◆ EXERCISE REQUIREMENTS: Go through the data line by line and count the lines that hold "floor". Reply with the total only.
*** PROVIDED INFORMATION ***
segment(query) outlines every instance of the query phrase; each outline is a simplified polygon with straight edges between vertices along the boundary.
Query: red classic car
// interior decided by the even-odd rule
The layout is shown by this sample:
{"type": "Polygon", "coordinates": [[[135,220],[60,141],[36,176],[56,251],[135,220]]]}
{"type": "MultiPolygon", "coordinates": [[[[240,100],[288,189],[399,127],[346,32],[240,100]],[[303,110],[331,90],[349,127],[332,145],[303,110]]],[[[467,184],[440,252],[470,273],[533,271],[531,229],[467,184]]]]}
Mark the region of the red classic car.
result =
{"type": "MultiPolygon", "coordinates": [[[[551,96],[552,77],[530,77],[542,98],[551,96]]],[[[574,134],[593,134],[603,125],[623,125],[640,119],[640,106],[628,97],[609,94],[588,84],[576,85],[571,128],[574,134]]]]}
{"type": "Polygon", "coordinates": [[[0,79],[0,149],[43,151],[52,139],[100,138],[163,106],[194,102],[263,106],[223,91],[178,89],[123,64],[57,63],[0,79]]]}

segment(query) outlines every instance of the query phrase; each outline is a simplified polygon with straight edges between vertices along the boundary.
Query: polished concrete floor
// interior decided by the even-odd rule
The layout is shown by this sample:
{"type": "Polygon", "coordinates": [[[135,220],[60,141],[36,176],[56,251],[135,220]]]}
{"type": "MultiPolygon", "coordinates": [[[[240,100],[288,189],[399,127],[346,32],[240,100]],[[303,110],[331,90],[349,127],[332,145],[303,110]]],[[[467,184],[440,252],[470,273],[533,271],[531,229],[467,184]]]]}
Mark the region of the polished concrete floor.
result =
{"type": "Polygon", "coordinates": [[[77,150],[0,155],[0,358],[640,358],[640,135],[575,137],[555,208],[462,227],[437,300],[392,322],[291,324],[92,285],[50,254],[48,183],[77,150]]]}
*** End of PROVIDED INFORMATION ***
*** PROVIDED INFORMATION ***
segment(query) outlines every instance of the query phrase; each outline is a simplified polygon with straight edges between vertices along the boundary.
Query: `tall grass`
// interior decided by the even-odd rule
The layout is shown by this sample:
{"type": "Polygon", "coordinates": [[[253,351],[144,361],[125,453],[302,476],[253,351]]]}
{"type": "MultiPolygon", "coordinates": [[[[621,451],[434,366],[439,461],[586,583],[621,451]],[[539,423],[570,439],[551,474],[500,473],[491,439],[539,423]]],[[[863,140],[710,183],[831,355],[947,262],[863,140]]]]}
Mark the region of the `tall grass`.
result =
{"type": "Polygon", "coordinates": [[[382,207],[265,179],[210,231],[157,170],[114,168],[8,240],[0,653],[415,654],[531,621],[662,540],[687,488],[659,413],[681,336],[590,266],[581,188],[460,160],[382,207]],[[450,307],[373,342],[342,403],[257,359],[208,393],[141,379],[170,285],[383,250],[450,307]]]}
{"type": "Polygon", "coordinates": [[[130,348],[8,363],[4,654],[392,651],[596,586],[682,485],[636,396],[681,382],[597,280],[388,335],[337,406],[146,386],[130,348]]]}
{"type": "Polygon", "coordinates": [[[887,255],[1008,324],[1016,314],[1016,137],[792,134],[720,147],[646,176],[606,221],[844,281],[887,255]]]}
*** End of PROVIDED INFORMATION ***
*** PROVIDED INFORMATION ***
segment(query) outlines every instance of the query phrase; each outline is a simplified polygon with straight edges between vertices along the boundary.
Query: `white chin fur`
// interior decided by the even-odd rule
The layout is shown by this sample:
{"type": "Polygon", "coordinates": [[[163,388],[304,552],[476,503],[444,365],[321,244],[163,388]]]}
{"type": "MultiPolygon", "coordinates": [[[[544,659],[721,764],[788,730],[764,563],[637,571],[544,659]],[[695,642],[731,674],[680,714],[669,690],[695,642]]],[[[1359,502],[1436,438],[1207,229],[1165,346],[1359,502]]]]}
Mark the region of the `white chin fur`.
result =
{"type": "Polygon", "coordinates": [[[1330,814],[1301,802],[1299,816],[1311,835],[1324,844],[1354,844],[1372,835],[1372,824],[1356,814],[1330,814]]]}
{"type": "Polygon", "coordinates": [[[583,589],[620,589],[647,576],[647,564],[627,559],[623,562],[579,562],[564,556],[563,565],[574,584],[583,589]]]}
*** End of PROVIDED INFORMATION ***
◆ FINISHED EXERCISE: 2